## Direction
Begin with the line containing "Thank you for the photo. Please point out the window and" and copy each line exactly through the last line of the entries, inclusive.

* * *

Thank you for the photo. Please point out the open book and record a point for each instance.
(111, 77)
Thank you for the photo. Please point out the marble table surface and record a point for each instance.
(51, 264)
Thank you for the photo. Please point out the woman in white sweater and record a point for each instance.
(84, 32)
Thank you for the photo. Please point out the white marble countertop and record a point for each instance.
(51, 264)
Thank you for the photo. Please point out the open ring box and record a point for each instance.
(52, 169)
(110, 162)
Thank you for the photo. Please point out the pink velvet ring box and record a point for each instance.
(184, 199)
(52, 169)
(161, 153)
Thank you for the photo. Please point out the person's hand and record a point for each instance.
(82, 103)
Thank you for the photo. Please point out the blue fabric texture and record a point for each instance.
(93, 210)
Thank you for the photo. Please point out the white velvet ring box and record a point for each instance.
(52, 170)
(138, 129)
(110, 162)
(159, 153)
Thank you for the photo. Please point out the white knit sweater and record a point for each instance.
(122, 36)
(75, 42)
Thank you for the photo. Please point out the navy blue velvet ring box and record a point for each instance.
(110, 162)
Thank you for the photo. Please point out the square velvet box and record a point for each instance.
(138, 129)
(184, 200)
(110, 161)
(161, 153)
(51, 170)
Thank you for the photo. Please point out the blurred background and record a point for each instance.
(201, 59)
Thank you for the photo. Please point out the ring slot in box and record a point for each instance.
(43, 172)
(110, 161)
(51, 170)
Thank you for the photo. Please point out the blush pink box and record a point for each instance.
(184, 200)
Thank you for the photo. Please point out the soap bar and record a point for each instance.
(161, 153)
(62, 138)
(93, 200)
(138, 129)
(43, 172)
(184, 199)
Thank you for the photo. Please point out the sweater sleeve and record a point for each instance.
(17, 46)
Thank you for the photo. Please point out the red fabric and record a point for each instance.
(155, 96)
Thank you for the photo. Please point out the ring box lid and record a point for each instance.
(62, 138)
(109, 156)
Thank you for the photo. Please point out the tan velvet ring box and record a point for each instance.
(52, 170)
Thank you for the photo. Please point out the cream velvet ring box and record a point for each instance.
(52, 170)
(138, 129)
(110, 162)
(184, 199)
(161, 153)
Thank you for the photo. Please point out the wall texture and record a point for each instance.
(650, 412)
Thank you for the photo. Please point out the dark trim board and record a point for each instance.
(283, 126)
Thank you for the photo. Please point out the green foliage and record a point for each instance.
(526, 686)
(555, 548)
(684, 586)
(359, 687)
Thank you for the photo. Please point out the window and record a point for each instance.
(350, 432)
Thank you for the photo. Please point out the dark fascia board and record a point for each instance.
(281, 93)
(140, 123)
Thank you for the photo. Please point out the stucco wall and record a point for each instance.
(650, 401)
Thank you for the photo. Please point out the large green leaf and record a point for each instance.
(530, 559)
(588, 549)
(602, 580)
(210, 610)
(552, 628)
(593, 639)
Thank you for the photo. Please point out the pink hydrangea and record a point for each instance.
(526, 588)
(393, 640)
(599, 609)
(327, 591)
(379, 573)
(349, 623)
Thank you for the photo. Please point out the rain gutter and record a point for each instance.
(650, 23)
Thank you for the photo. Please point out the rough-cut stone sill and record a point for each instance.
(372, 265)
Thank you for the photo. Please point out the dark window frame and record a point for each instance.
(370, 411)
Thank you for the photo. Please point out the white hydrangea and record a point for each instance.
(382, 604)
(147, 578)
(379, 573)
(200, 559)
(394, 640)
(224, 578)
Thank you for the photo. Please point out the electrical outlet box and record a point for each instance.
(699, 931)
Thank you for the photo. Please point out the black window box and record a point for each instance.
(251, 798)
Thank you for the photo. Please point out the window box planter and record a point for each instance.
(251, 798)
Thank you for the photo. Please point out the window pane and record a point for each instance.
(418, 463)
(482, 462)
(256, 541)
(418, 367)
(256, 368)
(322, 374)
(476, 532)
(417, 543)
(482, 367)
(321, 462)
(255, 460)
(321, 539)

* * *

## Problem solution
Thank you for the photo. Please point out the window and record a point for each instance.
(350, 432)
Thank you for the photo. Please point out the dark fascia board and record a point for each instance.
(281, 93)
(140, 123)
Thank you for the photo. Please point out the stucco wall and record a point for each instance.
(650, 401)
Thank you for the photo. Please point out the large green leaf and record a point for each instance.
(530, 559)
(588, 549)
(602, 580)
(210, 610)
(552, 628)
(593, 639)
Thank you for the photo. Please point out the pink hydrangea and record a point for each instance.
(526, 588)
(393, 640)
(599, 609)
(327, 591)
(379, 573)
(349, 623)
Thank you for the photo. Please point out the rain gutter and record a point for each instance.
(650, 23)
Thank you for the photo. Please point out the rough-cut stone sill and record a point for each instance.
(372, 265)
Thank you for the photo. Please point out the dark window frame and record a point for each instance.
(370, 411)
Thank you for the photo. Please point out the white hydrangea and record a point for each instance.
(382, 604)
(147, 578)
(379, 573)
(200, 559)
(394, 640)
(224, 578)
Thank you for the photo. Please point out the electrical outlet box and record a point for each instance.
(699, 931)
Thank you for the photo. Please point out the black window box and record a point for each instance.
(251, 798)
Thank you for the photo. Please point out the window box planter and record a point for each instance.
(251, 798)
Thank you for the photo. Please point out the window pane and record a point for each instance.
(418, 463)
(482, 462)
(256, 541)
(418, 367)
(256, 368)
(322, 374)
(476, 532)
(417, 543)
(482, 367)
(321, 462)
(255, 460)
(321, 539)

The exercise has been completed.